AIM: Print the book description below word for word, everything from "It’s been barely" down to "pretentious teenage son.".

Everything about Jessie is wrong. At least, that’s what it feels like during her first week of junior year at her new ultra-intimidating prep school in Los Angeles. Just when she’s thinking about hightailing it back to Chicago, she gets an email from a person calling themselves Somebody/Nobody (SN for short), offering to help her navigate the wilds of Wood Valley High School. Is it an elaborate hoax? Or can she rely on SN for some much-needed help?
It’s been barely two years since her mother’s death, and because her father eloped with a woman he met online, Jessie has been forced to move across the country to live with her stepmonster and her pretentious teenage son.
In a leap of faith—or an act of complete desperation—Jessie begins to rely on SN, and SN quickly becomes her lifeline and closest ally. Jessie can’t help wanting to meet SN in person. But are some mysteries better left unsolved?
Julie Buxbaum mixes comedy and tragedy, love and loss, pain and elation, in her debut YA novel filled with characters who will come to feel like friends.

RAW DATA:
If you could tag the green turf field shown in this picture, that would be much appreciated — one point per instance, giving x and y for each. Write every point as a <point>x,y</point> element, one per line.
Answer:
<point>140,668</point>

IN RESPONSE:
It’s been barely two years since her mother’s death, and because her father eloped with a woman he met online, Jessie has been forced to move across the country to live with her stepmonster and her pretentious teenage son.